Extrait fourni
- - -

De même, si la clientèle du secteur professionnel
décidait massivement d'aller au CEC, il y aurait des
répercussions très sérieuses avec la disparition des cours
de formation générale. Il y a des enseignants du cégep de
Saint-Jérôme qui ont fait une simulation de ce qui arriverait dans
leur cégep si la moitié des étudiants et des
étudiantes passait au CEC; c'est aussi basé sur le fait que la
moitié choisirait ses cours complémentaires dans son champ de
concentration; c'est aussi basé sur le fait qu'il y aurait une nouvelle
clientèle à l'éducation des adultes, une clientèle
supplémentaire et, malgré cela, le résultat est une
réduction des effectifs de 17%. Je pense que ce sont des choses
importantes à dire aujourd'hui alors qu'il y a une augmentation de
clientèle dans les cégeps, qu'on vient de faire des coupures l'an
dernier et qu'on s'apprête à en faire au printemps prochain.
La dévalorisation du métier d'enseignante et d'enseignant
ne pourra pas rester sans conséquences sur l'enseignement.

- - -

Consignes des tâches
- 1) Énumérez toutes les hypothèses sur lesquelles repose, selon l'extrait, la simulation réalisée par des enseignants du cégep de Saint-Jérôme.
- 2) Extrayez des enregistrements chaque ligne qui contient la chaîne "person", en tenant compte de la casse.

Extraits de données
- - -

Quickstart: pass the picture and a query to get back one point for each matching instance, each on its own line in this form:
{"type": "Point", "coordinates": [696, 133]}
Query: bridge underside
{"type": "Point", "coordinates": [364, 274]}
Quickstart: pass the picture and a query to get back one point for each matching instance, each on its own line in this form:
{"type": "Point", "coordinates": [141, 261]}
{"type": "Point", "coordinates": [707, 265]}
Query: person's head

- - -

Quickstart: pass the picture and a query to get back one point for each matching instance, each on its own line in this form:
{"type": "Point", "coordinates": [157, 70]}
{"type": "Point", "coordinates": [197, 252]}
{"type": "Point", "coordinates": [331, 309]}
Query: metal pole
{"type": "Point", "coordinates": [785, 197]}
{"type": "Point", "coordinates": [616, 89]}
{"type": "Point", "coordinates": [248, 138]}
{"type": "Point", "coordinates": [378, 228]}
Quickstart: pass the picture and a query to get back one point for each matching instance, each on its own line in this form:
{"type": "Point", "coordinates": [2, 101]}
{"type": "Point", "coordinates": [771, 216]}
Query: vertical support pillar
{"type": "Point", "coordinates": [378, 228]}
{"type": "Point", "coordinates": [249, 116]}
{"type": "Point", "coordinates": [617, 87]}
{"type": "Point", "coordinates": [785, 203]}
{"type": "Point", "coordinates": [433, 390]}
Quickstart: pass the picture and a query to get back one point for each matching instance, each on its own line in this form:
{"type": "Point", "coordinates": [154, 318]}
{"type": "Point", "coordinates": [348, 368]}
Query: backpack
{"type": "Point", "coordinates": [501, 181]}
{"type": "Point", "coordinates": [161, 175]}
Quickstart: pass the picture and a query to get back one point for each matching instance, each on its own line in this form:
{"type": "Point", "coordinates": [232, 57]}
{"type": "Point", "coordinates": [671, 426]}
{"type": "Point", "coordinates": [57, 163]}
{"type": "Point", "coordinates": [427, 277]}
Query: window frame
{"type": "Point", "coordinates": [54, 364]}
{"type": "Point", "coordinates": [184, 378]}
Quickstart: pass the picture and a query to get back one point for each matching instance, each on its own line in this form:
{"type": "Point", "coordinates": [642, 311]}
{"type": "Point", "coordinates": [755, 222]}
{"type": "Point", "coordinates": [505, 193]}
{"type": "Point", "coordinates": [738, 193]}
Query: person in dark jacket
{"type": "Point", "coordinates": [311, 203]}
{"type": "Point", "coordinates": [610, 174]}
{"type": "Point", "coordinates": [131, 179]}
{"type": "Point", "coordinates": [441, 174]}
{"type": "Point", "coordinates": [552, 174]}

- - -

Solutions par tâche
- 1)
- La moitié des étudiants et des étudiantes passerait au CEC.
- La moitié choisirait ses cours complémentaires dans son champ de concentration.
- Il y aurait une nouvelle clientèle supplémentaire à l'éducation des adultes.

- 2)
Query: person's head
Query: person in dark jacket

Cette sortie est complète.